(Work item A)
In the review of Causeway, what summer job does Sexton describe in "Class"?
(Work item B)
Restate the stretch of the review of Causeway from "The title poem, pivotal" through "on her back.", switching "hermit crab" to "spider crab".
Text segment START
In "Office Sonnet," Sexton's message is "[t]o Ted on the other side of my cube…I'm sorry your mother does not/ remember you called her ten minutes ago,/ and I'm sorry you have to move her/from her home, the one you grew up in.// And even though we have never spoken/about anything but the weather and/spikes in the news…, I'm sorry you have to listen/to me schmooze with my lover, long distance,// and honk business on the phone/everyday." The fourteen-line memo to Ted concludes: "I hope your retirement plans/work out, though no one is supposed/to know. Your secrets are safe with me." Sexton's relationship to Ted reminds me of every Ted I've ever encountered; humor meets tenderness, candor, imagination as I recall that Ted has also encountered me. Connections in Causeway are paramount, and I get the sense that Ted and I are not so different as I might like to believe.
In "Estuary English" we are aloft from the unusual vantage point of being held above water, bird's eye, grasped as a clam in claws: "A sea-mark exposed my limits./This is where loss first/opened its mouth, where/ my alongshore navigation/began." I appreciate the way water and body are blurred as she inhabits a sea-creature: "I hung/ in the firm grip of two claws, fear/and desire. I did nothing but let them/hold me…"
The title poem, pivotal in the theme of relationship, begins simply: "Outside your idea of me/I stray. I keep to myself/as much as anyone can/keep to herself/beside you…" Sexton's tone is searing, confessional, and unapologetic:
Below, scratching the sand
even the tiniest crustacean
finds a place other than her skin
to retreat to. The hermit crab,
squeezed in a shell,
contorts her own body
to carry the weight
of a hard won
scholarship on her back.
Sexton is fearless — no overreaching, no unnecessary flourish — and seems to trust the poem implicitly. Causeway is the kind of second collection that inspires, and I am eager to continue this journey with Sexton, thankful for her gift of observation and her non-conforming spirit. In "Class" she describes a summer job: "I lasted three days minding a child /at the beach club… //I watched this girl/as if reading would be stealing/the attention they paid for…" A teen torn between servitude and self, a well-known dilemma rendered in perfect pitch as Sexton contemplates "this was //my lesson. Back and forth she swam,/back and forth I weighed belonging/and not belonging, the salt water/always free, the steps to it already mine."
Alison Woods is a poet and lyricist who has published poems in BigCityLit.com, Poetry East, Rattallapax, Rattle, The Kean Review, The National Poetry Review, The Paris Review, and The Western Humanities Review. Nominated twice for a Pushcart Prize, she co-wrote several songs on God's House, a 2008 CD by singer/songwriter Marion LoGuidice featuring a duet with Cyndi Lauper and is currently collaborating on a new CD with Steve Addabbo (Suzanne Vega, Shawn Colvin). She received her MFA from Columbia University and has taught writing at Montclair State University, Kean University and Fashion Institute of Technology.
Text segment END
Data under study START
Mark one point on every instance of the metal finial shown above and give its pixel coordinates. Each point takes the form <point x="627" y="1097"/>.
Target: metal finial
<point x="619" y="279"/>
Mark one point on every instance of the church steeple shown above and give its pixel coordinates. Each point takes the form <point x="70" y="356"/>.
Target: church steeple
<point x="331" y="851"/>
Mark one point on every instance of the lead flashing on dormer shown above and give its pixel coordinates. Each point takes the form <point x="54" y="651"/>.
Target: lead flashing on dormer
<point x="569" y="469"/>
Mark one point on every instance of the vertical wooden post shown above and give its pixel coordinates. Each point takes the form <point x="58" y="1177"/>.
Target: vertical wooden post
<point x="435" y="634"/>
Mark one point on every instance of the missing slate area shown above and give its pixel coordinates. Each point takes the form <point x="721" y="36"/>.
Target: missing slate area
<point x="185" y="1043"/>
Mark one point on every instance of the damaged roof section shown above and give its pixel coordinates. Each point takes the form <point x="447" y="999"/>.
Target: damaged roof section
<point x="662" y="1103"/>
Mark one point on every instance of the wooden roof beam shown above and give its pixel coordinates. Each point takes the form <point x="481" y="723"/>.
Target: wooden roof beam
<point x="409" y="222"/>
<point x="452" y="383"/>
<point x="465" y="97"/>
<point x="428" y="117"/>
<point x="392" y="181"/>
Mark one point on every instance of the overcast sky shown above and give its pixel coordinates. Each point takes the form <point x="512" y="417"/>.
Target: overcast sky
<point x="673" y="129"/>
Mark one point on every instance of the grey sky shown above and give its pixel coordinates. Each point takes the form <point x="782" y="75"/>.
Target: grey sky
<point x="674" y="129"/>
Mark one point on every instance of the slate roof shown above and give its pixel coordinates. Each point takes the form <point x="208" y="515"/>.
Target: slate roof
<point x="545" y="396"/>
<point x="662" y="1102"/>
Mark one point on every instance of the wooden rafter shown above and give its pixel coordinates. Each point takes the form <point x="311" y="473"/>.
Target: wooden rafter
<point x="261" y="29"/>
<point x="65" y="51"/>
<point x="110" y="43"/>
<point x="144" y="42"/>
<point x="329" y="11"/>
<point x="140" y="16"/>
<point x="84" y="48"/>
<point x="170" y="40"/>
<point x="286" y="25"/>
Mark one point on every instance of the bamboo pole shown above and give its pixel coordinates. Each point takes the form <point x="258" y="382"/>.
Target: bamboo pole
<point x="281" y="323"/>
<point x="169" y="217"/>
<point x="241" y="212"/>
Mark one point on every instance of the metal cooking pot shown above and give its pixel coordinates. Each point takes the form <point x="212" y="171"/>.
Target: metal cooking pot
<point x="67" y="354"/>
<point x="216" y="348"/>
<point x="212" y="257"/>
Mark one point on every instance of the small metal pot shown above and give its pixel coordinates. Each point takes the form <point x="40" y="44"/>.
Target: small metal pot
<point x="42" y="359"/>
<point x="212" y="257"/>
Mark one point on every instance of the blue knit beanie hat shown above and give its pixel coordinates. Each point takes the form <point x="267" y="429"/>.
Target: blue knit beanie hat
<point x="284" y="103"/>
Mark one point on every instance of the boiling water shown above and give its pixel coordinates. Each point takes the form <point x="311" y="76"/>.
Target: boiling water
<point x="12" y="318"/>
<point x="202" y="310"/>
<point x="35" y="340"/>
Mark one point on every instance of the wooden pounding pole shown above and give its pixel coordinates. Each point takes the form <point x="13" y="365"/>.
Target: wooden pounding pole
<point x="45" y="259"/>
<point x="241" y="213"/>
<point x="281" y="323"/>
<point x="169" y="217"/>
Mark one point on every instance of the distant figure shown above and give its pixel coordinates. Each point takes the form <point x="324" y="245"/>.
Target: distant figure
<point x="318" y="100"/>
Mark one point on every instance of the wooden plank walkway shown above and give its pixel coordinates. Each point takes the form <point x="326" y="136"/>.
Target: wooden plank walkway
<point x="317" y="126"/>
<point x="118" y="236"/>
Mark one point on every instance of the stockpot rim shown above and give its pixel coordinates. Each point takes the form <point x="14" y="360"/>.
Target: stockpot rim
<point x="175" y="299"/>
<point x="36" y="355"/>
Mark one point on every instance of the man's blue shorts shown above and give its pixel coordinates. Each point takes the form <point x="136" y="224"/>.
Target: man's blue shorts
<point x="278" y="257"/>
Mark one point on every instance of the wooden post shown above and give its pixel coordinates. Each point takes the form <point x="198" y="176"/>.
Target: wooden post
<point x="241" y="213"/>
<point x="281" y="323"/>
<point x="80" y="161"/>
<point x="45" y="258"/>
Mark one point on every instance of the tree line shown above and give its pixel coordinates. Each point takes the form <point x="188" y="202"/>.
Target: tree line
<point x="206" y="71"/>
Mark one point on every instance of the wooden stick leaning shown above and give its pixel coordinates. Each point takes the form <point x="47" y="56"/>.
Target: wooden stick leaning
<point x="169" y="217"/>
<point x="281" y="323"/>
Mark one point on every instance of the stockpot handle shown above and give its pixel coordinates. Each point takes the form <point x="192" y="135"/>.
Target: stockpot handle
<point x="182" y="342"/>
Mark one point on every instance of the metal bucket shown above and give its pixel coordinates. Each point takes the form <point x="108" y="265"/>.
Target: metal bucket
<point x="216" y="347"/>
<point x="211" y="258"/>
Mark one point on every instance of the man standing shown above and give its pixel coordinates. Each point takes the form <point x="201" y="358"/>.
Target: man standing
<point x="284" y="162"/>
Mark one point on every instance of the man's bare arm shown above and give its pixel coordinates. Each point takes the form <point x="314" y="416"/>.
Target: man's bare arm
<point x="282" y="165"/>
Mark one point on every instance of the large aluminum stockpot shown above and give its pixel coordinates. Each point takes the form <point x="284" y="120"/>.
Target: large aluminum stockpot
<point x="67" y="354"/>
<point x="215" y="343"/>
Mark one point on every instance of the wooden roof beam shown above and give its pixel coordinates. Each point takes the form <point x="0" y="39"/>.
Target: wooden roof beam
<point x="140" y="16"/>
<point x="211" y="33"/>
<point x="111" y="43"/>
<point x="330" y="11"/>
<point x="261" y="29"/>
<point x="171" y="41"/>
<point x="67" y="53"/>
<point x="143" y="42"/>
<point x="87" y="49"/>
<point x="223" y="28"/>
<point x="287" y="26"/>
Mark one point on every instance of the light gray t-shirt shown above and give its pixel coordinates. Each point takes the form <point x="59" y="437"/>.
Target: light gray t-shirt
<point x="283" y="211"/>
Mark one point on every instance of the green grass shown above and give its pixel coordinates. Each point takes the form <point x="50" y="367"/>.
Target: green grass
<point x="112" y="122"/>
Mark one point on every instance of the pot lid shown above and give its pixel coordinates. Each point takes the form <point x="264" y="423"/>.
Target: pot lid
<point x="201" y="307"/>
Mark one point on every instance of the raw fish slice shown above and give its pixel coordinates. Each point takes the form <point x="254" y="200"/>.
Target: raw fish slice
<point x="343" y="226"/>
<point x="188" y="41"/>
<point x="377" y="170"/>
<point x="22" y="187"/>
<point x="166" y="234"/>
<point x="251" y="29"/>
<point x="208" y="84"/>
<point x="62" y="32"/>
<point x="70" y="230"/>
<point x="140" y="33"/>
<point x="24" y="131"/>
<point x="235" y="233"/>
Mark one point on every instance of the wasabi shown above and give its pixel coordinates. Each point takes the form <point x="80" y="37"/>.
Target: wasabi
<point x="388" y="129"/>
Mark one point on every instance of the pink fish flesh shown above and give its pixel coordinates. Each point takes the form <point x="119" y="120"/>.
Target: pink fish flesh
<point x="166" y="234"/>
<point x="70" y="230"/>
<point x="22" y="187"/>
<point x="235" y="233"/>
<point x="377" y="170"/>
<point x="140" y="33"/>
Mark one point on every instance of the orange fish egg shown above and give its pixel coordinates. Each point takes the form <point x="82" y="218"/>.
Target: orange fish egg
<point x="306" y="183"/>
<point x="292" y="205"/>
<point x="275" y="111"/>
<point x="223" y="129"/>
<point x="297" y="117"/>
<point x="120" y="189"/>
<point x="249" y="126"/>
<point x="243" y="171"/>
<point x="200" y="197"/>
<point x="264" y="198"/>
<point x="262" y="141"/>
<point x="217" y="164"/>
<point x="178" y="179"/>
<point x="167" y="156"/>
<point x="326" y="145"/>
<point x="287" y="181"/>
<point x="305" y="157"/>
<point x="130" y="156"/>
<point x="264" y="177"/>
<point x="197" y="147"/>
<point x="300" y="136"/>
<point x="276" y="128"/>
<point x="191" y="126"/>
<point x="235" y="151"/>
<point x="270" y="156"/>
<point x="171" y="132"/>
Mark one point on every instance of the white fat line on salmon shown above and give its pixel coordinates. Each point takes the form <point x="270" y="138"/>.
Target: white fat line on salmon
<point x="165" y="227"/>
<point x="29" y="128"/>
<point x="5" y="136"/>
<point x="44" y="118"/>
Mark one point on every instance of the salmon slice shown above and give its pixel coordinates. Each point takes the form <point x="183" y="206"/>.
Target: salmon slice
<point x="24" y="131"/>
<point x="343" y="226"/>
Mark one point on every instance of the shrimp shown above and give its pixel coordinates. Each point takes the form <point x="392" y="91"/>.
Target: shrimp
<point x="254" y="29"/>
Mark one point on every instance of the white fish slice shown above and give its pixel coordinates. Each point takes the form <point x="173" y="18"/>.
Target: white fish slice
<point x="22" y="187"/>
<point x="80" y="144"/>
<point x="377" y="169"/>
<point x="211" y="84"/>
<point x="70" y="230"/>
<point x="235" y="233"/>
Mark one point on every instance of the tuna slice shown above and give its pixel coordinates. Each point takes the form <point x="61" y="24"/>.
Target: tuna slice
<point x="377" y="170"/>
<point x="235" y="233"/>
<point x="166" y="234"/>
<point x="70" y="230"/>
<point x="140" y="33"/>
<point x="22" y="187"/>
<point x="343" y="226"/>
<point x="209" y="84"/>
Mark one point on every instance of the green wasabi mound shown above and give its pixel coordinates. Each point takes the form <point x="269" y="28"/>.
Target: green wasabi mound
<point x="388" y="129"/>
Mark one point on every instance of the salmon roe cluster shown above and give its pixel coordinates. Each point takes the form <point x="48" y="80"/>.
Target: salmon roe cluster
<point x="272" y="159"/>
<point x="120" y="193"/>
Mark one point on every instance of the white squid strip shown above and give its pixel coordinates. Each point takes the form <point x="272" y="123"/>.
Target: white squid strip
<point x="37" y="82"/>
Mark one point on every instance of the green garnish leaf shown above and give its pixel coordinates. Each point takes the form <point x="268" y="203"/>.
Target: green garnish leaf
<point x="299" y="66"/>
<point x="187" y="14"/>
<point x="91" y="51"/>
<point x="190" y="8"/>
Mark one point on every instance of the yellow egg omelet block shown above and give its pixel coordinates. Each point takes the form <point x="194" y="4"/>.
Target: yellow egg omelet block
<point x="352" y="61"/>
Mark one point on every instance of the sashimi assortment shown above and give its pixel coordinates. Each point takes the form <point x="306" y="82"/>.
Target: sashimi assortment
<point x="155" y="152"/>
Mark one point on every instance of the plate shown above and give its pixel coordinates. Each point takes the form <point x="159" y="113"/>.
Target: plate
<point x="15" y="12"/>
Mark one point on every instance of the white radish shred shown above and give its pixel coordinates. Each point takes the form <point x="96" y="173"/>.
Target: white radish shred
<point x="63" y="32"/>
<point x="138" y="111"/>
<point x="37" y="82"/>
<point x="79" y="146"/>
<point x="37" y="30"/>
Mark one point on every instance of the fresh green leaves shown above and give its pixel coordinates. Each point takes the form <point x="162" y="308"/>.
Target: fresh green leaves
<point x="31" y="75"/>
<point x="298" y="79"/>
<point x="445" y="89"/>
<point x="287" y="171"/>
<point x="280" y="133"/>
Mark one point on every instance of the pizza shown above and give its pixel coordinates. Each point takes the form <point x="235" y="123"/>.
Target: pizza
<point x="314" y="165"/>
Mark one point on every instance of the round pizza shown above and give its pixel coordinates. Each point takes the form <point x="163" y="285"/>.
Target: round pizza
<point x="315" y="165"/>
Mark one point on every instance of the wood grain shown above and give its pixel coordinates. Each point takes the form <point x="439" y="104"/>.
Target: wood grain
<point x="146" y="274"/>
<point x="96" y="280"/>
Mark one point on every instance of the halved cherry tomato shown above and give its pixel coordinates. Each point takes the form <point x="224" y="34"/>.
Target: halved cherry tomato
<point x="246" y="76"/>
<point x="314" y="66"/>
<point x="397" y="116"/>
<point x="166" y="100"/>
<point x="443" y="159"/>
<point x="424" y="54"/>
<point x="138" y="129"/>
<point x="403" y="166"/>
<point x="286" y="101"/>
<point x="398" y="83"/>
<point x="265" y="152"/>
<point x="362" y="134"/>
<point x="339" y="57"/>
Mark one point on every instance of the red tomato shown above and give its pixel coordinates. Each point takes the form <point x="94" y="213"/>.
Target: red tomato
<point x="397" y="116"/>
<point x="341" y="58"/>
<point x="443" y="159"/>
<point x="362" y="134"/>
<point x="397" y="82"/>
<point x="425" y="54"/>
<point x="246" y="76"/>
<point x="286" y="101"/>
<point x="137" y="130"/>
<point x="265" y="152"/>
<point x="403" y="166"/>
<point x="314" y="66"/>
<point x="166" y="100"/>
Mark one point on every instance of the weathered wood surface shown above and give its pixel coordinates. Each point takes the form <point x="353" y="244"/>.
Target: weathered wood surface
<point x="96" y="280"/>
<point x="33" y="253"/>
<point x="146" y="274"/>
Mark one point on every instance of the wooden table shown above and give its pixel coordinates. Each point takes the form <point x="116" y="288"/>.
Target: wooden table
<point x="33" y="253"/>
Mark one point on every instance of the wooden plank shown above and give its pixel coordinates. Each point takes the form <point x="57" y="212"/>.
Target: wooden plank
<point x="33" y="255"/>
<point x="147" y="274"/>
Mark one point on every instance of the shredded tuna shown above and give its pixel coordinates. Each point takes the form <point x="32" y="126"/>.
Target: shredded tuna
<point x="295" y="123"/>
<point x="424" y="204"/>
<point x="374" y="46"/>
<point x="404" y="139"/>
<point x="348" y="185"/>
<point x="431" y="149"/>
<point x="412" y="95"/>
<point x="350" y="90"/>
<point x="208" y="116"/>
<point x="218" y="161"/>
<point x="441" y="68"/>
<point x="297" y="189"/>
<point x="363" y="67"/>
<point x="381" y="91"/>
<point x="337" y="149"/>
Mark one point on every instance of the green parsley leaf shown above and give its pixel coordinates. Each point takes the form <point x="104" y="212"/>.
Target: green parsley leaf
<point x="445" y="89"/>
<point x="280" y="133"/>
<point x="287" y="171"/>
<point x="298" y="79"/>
Data under study END
(Reply A)
Minding a child at the beach club.

(Reply B)
The title poem, pivotal in the theme of relationship, begins simply: "Outside your idea of me/I stray. I keep to myself/as much as anyone can/keep to herself/beside you…" Sexton's tone is searing, confessional, and unapologetic:
Below, scratching the sand
even the tiniest crustacean
finds a place other than her skin
to retreat to. The spider crab,
squeezed in a shell,
contorts her own body
to carry the weight
of a hard won
scholarship on her back.